— BEGIN STORED ROWS —

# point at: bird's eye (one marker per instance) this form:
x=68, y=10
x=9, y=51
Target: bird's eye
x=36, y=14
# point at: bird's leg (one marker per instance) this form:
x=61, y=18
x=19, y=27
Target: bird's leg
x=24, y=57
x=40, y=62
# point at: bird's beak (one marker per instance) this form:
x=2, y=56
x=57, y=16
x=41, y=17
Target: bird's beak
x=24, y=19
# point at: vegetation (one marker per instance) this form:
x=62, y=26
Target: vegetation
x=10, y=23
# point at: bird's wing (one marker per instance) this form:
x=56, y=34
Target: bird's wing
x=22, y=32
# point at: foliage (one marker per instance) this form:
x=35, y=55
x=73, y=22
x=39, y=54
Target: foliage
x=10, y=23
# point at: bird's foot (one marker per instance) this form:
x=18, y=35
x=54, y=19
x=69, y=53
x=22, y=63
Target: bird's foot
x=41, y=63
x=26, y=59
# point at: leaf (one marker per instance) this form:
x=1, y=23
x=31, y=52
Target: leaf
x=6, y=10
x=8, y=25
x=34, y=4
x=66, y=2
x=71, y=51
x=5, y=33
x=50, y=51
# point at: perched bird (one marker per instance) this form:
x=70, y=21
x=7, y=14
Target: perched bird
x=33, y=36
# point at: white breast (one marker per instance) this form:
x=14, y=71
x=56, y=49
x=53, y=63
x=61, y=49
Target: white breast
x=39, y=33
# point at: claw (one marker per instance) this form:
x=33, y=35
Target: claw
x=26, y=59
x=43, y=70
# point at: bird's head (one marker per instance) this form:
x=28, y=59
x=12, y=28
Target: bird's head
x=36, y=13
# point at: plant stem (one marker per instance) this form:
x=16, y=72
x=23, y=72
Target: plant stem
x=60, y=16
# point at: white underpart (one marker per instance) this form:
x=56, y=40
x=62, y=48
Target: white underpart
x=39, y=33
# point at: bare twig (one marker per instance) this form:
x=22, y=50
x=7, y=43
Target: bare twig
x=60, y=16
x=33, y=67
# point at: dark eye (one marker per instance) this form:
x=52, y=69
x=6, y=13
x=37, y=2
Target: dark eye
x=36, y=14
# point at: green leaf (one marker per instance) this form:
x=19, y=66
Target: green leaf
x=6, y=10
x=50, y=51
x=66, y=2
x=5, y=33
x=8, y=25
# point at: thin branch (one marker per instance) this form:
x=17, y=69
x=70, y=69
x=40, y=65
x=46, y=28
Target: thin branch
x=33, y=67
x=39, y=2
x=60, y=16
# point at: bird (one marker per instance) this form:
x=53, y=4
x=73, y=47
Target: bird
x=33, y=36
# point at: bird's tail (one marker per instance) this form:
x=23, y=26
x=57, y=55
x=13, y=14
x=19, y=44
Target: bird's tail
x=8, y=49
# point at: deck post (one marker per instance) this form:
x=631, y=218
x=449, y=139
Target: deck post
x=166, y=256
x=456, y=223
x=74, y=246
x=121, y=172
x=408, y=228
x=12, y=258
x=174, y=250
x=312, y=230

— END STORED ROWS —

• [JOB]
Lay out the records as a numbered list, from the line containing "# point at: claw" through the end of the records, inclusive, omitting any blank lines.

• [WRITTEN REPLY]
1. # point at: claw (one marker per instance) this form:
2. x=33, y=35
3. Target: claw
4. x=26, y=59
5. x=43, y=70
6. # point at: bird's head (one marker per instance) this form:
7. x=28, y=59
8. x=12, y=28
9. Target: bird's head
10. x=36, y=13
11. # point at: plant stem (one marker per instance) this form:
12. x=16, y=72
13. x=23, y=72
14. Target: plant stem
15. x=60, y=16
16. # point at: white underpart (one marker per instance) this form:
17. x=56, y=40
18. x=62, y=48
19. Target: white underpart
20. x=39, y=33
21. # point at: bare twig (one marker per instance) this form:
22. x=22, y=50
23. x=7, y=43
24. Target: bare twig
25. x=60, y=16
26. x=33, y=67
27. # point at: dark eye (one marker per instance) this form:
28. x=52, y=69
29. x=6, y=13
30. x=37, y=2
31. Target: dark eye
32. x=36, y=14
33. # point at: green leaf (one marker per instance) this form:
34. x=19, y=66
35. Target: green leaf
36. x=6, y=10
37. x=50, y=51
38. x=66, y=2
39. x=5, y=33
40. x=8, y=25
41. # point at: thin branch (one marker per instance) this form:
42. x=17, y=69
43. x=70, y=69
44. x=40, y=65
45. x=46, y=28
46. Target: thin branch
47. x=33, y=67
48. x=39, y=2
49. x=60, y=16
50. # point at: bird (one marker per instance) this form:
51. x=53, y=4
52. x=73, y=47
53. Target: bird
54. x=33, y=36
55. # point at: bird's tail (one marker per instance) this form:
56. x=23, y=26
57. x=57, y=55
58. x=13, y=14
59. x=19, y=44
60. Target: bird's tail
61. x=8, y=49
62. # point at: deck post (one marker per instance) this form:
63. x=631, y=218
64. x=449, y=139
65. Target: deck post
66. x=166, y=256
67. x=456, y=223
68. x=74, y=246
69. x=121, y=172
70. x=408, y=228
71. x=12, y=258
72. x=174, y=250
73. x=312, y=230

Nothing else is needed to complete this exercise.